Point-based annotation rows
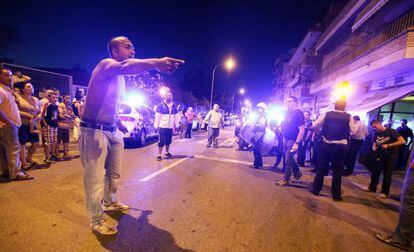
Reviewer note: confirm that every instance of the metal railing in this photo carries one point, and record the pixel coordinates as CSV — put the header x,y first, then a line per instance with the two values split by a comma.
x,y
389,32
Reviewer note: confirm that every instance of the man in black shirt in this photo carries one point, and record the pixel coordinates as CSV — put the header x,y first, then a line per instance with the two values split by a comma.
x,y
406,133
303,146
293,129
386,142
336,126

The exercise: Copy all of the lines in the rows above word for word, leaving out the pictures.

Response:
Reviewer note: confirm that every instance of the metal railing in this photo carries one point, and record the pixel coordinates as CSV — put the header x,y first, then a line per instance with the two values split by a comma.
x,y
389,32
Reviewer note: confirm that every instance of the man in black shirt in this photo carries one point, and record the pixel coordinates as CSV — put the header x,y first, then a line per instance with the two values split by a comma.
x,y
406,133
303,146
293,129
386,142
336,126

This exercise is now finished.